Entries taken from a collection
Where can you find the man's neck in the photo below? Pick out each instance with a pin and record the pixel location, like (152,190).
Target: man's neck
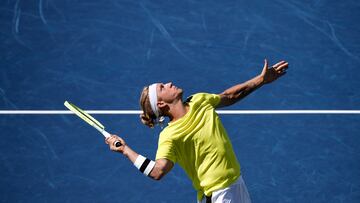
(178,110)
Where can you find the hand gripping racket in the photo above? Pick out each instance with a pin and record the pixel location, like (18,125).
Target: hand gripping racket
(90,120)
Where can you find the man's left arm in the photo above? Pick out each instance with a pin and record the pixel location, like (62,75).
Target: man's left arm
(238,92)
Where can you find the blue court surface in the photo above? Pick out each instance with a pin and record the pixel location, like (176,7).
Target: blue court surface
(100,54)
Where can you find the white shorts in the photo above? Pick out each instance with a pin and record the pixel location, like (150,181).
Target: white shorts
(235,193)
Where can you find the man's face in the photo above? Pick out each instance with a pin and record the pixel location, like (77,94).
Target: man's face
(168,92)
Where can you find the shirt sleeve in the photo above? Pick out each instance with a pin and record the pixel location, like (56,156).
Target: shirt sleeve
(166,149)
(213,99)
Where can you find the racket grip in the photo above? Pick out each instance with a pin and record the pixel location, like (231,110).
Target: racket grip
(106,135)
(117,144)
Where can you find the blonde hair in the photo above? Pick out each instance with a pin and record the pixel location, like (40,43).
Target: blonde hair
(147,116)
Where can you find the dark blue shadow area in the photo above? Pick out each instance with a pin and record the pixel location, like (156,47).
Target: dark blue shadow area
(99,55)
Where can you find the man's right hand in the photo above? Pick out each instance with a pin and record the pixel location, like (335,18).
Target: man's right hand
(111,142)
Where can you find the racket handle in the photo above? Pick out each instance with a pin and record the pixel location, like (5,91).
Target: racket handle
(117,144)
(106,135)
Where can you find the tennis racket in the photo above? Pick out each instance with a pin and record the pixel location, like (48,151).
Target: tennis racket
(90,120)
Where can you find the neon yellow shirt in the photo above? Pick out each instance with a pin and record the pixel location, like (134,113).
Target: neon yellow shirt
(199,143)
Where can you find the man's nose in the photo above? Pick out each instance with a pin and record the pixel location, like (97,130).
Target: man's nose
(169,84)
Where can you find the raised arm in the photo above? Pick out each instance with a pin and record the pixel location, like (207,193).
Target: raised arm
(159,168)
(238,92)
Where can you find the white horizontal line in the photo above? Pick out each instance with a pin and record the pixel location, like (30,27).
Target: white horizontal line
(218,111)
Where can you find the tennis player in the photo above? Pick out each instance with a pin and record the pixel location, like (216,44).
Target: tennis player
(195,137)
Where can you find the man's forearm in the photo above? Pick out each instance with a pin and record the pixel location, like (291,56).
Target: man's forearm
(238,92)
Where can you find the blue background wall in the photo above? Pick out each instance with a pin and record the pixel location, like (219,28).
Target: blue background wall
(99,55)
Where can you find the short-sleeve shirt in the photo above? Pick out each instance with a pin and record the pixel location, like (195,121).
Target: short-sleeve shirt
(199,143)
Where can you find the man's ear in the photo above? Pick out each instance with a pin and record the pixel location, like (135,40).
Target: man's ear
(161,104)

*What is asked*: Transcribe the records above exactly, omitting every picture they contain.

*Result of this task*:
Where can you find the man's neck in the photo below? Pick out each instance with a pin and record the pixel location, like (152,190).
Target: man's neck
(178,110)
Where can you find the hand gripping racket in the photo above? Pick out each instance with a pin and record the pixel location, like (18,125).
Target: hand gripping racket
(90,120)
Where can you find the man's left arm in the photo above? Pick out each instance with a pin and record the pixel location, like (62,75).
Target: man's left arm
(238,92)
Where can you find the blue court surface in the photo above? Pick out each instance with a pin and record the pixel location, like (176,7).
Target: blue court surface
(100,54)
Where can you find the white shorts in the photo above? Pick out each instance with a pin and record the pixel location, like (150,181).
Target: white shorts
(235,193)
Where can you find the man's face in the photo above? Pick out each instance with a pin and record the pixel location, like (77,94).
Target: man's face
(168,92)
Where can you find the shirt sleeve in the photo above? Pick out each instance with a pin and record the pixel location, like (56,156).
Target: shirt sleeve
(166,149)
(213,99)
Where can you find the racket grip in the photo above? Pick out each instance with a pin and record the pixel location, like (231,110).
Target: racket grip
(106,135)
(117,144)
Where can you find the blonde hair in the photo above? Pick out each instance with a pin and record the pixel location, like (40,43).
Target: blonde hair
(147,116)
Where can you find the dark blue shadow area in the photo above? Pick out each instance with a pin and record the pixel location, like (156,47).
Target: dark blue shadow area
(99,55)
Where can you find the man's right hand in the photo above? Pick out each instance with a pin and record the pixel location, like (335,18).
Target: man's right hand
(111,142)
Where can you find the racket handle in the photo above? Pick out each instance with a pin and record the pixel location, like (5,91).
Target: racket handle
(117,144)
(106,135)
Where can you find the tennis racket in the photo above? Pick out each instance with a pin and record the pixel location, like (48,151).
Target: tennis racket
(90,120)
Where can you find the neon yellow shirt in the photo above? Pick out each instance with a pin and record the pixel location, like (134,113).
Target: neon yellow shirt
(199,143)
Where can you find the man's nose in the photo above? Pick out each instance with a pin and record the pixel location, like (97,130).
Target: man's nose
(169,84)
Where can you find the raised arm in the photo above? Pick out each instance with a pin and record the pixel location, like (207,193).
Target: raised arm
(159,168)
(238,92)
Where can you find the white horizontal line in the photo above? Pick out each instance with a pin and record the pixel location, like (30,27).
Target: white horizontal line
(218,111)
Where can you find the tennis player in the photo above? Pick out each instance with a pin and record the pixel location, like (216,44).
Target: tennis player
(195,137)
Where can you find the man's forearm in the photo above? Pick out each instance with a pin and record the pixel location, like (291,56).
Target: man's forearm
(238,92)
Where can you find the blue background wall in the photo above? Pick out each instance with a pin and record the pixel location, like (219,28).
Target: blue background wall
(99,55)
Where can you find the short-sleeve shirt in the photo above? Pick out each instance with a pin and record the pixel location, like (195,121).
Target: short-sleeve shirt
(199,143)
Where can you find the man's ear in the photo above? Pick out each instance with a pin and record the pixel location, like (135,40).
Target: man's ear
(161,104)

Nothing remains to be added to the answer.